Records
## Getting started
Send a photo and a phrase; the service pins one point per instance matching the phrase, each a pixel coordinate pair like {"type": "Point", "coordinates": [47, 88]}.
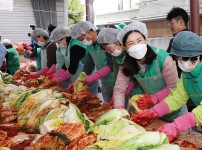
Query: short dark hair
{"type": "Point", "coordinates": [178, 12]}
{"type": "Point", "coordinates": [51, 27]}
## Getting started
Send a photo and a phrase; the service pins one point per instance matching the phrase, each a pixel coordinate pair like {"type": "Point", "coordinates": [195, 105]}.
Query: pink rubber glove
{"type": "Point", "coordinates": [26, 46]}
{"type": "Point", "coordinates": [180, 124]}
{"type": "Point", "coordinates": [61, 75]}
{"type": "Point", "coordinates": [130, 88]}
{"type": "Point", "coordinates": [157, 111]}
{"type": "Point", "coordinates": [38, 74]}
{"type": "Point", "coordinates": [51, 70]}
{"type": "Point", "coordinates": [119, 107]}
{"type": "Point", "coordinates": [148, 100]}
{"type": "Point", "coordinates": [103, 72]}
{"type": "Point", "coordinates": [111, 103]}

= What the exercise asks =
Without including any pictures, output all the entries above exactly.

= Worked answer =
## Getting started
Send a photo and a phrase; the service pins one point per instance matching the phrase, each a pixel coordinate pair like {"type": "Point", "coordinates": [47, 88]}.
Query: short dark hair
{"type": "Point", "coordinates": [178, 12]}
{"type": "Point", "coordinates": [51, 27]}
## Getting started
Send a photo and a phrase; the service pins one point per instance matching the phrase, each a pixel coordinate pair like {"type": "Point", "coordinates": [195, 105]}.
Query: pink rubber glove
{"type": "Point", "coordinates": [26, 46]}
{"type": "Point", "coordinates": [180, 124]}
{"type": "Point", "coordinates": [61, 75]}
{"type": "Point", "coordinates": [130, 88]}
{"type": "Point", "coordinates": [157, 111]}
{"type": "Point", "coordinates": [38, 74]}
{"type": "Point", "coordinates": [51, 70]}
{"type": "Point", "coordinates": [119, 107]}
{"type": "Point", "coordinates": [148, 100]}
{"type": "Point", "coordinates": [103, 72]}
{"type": "Point", "coordinates": [111, 103]}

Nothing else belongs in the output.